Put every line of the listing below into a numbered list, skipping blank lines. Leave the picture lines out of the result.
□ □ □ □
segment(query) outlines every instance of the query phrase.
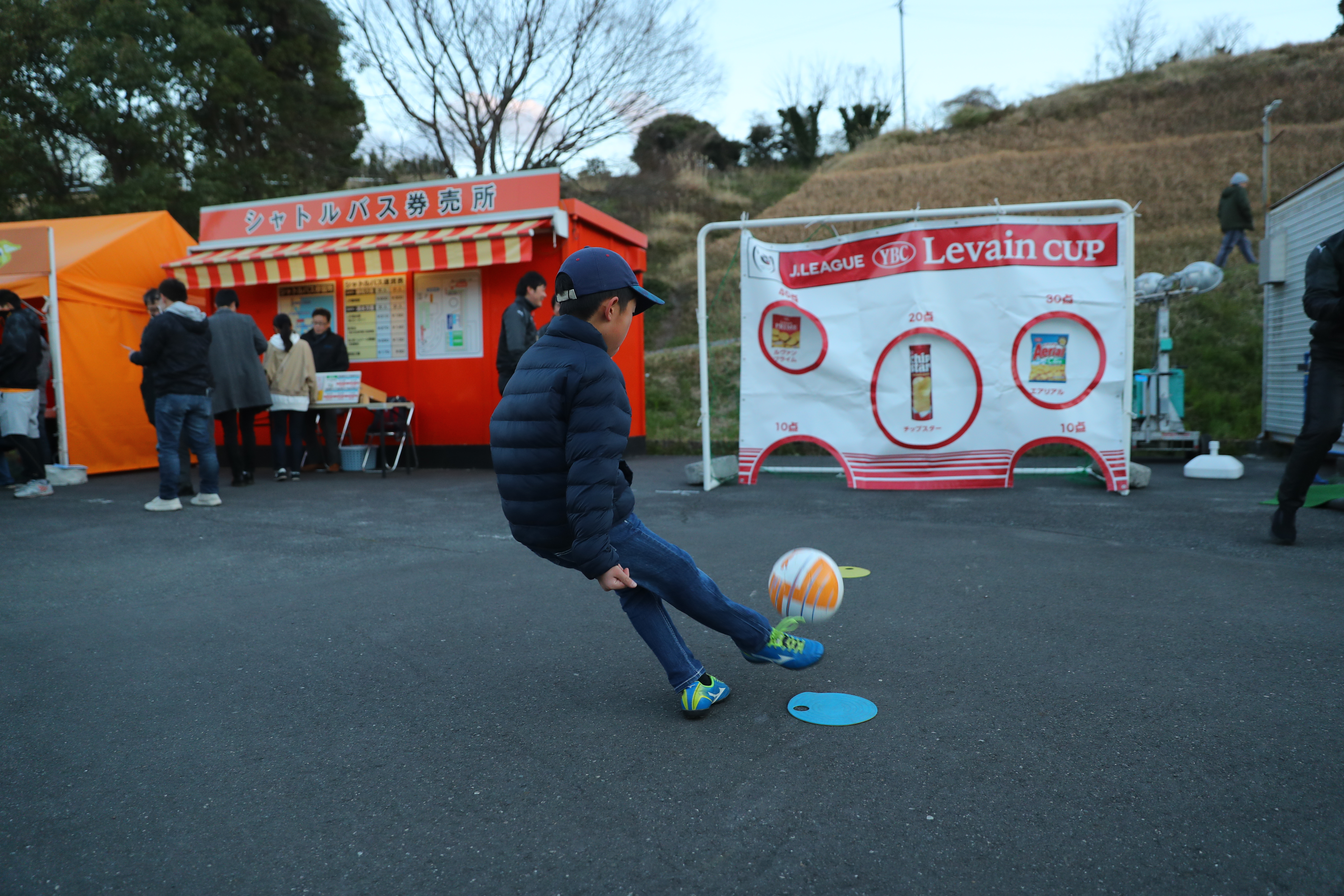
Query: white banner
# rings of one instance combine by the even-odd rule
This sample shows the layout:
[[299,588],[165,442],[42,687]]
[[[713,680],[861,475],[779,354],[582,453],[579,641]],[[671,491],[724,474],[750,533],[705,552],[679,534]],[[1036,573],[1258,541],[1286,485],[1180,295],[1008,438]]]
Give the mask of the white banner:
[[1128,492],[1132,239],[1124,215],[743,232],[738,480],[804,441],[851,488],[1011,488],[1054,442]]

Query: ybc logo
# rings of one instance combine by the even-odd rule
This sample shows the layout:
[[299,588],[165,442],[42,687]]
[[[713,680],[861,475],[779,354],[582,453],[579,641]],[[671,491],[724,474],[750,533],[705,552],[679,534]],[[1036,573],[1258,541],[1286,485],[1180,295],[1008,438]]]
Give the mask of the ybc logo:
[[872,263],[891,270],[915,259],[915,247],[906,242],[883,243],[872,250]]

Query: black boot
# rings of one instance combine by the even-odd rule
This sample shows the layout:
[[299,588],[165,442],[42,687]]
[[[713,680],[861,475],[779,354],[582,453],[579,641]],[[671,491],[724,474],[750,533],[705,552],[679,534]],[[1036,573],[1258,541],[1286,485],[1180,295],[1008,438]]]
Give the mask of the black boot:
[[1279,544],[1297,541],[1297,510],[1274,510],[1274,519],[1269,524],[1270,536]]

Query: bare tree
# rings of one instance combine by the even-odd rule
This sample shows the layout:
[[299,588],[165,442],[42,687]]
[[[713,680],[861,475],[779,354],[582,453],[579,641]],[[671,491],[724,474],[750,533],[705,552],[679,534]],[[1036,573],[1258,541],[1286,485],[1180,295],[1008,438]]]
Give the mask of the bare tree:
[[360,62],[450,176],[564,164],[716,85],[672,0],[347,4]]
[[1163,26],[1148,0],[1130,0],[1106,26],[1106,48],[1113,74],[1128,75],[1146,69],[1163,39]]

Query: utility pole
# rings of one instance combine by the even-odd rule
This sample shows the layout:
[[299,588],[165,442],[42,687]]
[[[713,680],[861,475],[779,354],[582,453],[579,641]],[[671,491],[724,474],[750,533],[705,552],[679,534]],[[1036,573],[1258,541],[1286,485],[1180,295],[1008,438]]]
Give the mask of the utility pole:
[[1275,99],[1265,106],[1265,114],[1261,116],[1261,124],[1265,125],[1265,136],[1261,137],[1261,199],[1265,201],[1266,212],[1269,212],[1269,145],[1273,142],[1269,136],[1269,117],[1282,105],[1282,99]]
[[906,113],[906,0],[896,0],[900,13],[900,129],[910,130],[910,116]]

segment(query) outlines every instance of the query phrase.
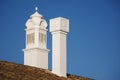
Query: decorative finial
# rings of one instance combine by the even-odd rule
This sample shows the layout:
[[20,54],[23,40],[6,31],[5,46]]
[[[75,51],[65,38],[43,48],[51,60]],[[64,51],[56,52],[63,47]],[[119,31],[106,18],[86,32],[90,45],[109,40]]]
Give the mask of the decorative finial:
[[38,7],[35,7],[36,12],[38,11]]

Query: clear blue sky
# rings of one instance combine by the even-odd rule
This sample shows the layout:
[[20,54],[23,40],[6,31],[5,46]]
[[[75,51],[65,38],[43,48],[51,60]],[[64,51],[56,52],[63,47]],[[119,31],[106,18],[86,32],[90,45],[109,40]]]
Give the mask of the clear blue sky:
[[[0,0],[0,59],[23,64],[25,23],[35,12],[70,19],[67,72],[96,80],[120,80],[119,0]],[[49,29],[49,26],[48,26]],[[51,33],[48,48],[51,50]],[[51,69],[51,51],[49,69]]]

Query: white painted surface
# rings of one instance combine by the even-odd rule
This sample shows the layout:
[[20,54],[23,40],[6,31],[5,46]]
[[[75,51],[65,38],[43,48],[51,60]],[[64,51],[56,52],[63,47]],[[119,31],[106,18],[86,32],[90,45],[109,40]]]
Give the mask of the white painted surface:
□ □ □ □
• **Solution for this exercise**
1. segment(query) outlines every instance of the query phrase.
2. Query: white banner
3. # rings of one instance combine by the even-odd rule
4. This sample shows the layout:
5. [[299,588],[165,442],[42,687]]
6. [[[713,680],[861,475],[779,354],[582,453],[579,641]],[[671,491],[724,474],[750,533],[705,552],[679,534]],[[1036,573],[1258,541],[1286,485],[1180,295],[1008,438]]]
7. Give the mask of the white banner:
8. [[1128,492],[1132,239],[1124,215],[743,232],[738,480],[804,441],[851,488],[1011,488],[1054,442]]
9. Query: ybc logo
10. # rings of one instance combine by the even-odd rule
11. This sample shows the layout:
12. [[299,588],[165,442],[42,687]]
13. [[[713,680],[861,475],[779,354],[582,453],[579,641]],[[671,491],[724,474],[750,533],[705,552],[679,534]],[[1036,573],[1258,541],[1286,485],[1180,295],[1008,438]]]
14. Give the mask of the ybc logo:
15. [[872,263],[891,270],[915,259],[915,247],[906,242],[883,243],[872,250]]
16. Query: black boot
17. # rings of one instance combine by the even-odd rule
18. This sample shows the layout:
19. [[299,588],[165,442],[42,687]]
20. [[[713,680],[861,475],[779,354],[582,453],[579,641]],[[671,491],[724,474],[750,533],[705,552],[679,534]],[[1036,573],[1258,541],[1286,485],[1180,295],[1008,438]]]
21. Give the mask of the black boot:
22. [[1279,544],[1297,541],[1297,510],[1274,510],[1274,519],[1269,524],[1270,536]]
23. Query: bare tree
24. # rings of one instance combine by the even-odd rule
25. This sample shows the layout:
26. [[299,588],[165,442],[42,687]]
27. [[[713,680],[861,475],[779,354],[582,453],[579,641]],[[671,491],[724,474],[750,533],[705,552],[679,534]],[[1036,573],[1258,541],[1286,485],[1180,295],[1008,438]]]
28. Give the mask of the bare tree:
29. [[360,62],[450,176],[564,164],[716,85],[672,0],[347,4]]
30. [[1163,26],[1148,0],[1130,0],[1106,26],[1106,48],[1113,74],[1128,75],[1146,69],[1163,39]]
31. Query: utility pole
32. # rings of one instance combine by the even-odd rule
33. This sample shows the layout:
34. [[299,588],[165,442],[42,687]]
35. [[[713,680],[861,475],[779,354],[582,453],[579,641]],[[671,491],[724,474],[750,533],[705,552],[679,534]],[[1036,573],[1258,541],[1286,485],[1180,295],[1008,438]]]
36. Give the mask of the utility pole:
37. [[1275,99],[1265,106],[1265,114],[1261,116],[1261,124],[1265,125],[1265,136],[1261,137],[1261,199],[1265,201],[1266,212],[1269,212],[1269,145],[1273,142],[1269,136],[1269,117],[1282,105],[1282,99]]
38. [[906,113],[906,0],[896,0],[900,13],[900,129],[910,130],[910,116]]
39. segment(query) outlines every instance of the query phrase.
40. Query: decorative finial
41. # rings of one instance combine by the even-odd rule
42. This sample shows the layout:
43. [[20,54],[23,40],[6,31],[5,46]]
44. [[[75,51],[65,38],[43,48],[51,60]],[[64,51],[56,52],[63,47]],[[119,31],[106,18],[86,32],[90,45],[109,40]]]
45. Give the mask of the decorative finial:
46. [[38,7],[35,7],[36,12],[38,11]]
47. Query: clear blue sky
48. # rings of one instance combine by the even-odd rule
49. This sample shows the layout:
50. [[20,54],[23,40],[6,31],[5,46]]
51. [[[75,51],[65,38],[43,48],[51,60]],[[64,51],[56,52],[63,47]],[[119,31],[106,18],[86,32],[90,45],[109,40]]]
52. Give the mask of the clear blue sky:
53. [[[0,0],[0,59],[23,64],[25,23],[35,12],[70,19],[67,72],[96,80],[120,80],[119,0]],[[49,29],[49,26],[48,26]],[[51,33],[48,48],[51,50]],[[51,69],[51,51],[49,69]]]
54. Query: white painted surface
55. # rings of one instance combine by the even-odd rule
56. This sample shows the layout:
57. [[20,54],[23,40],[6,31],[5,46]]
58. [[[75,51],[65,38],[43,48],[51,60]],[[64,51],[56,52],[63,47]],[[119,31],[106,18],[86,32],[90,45],[109,40]]]
59. Give the mask of the white painted surface:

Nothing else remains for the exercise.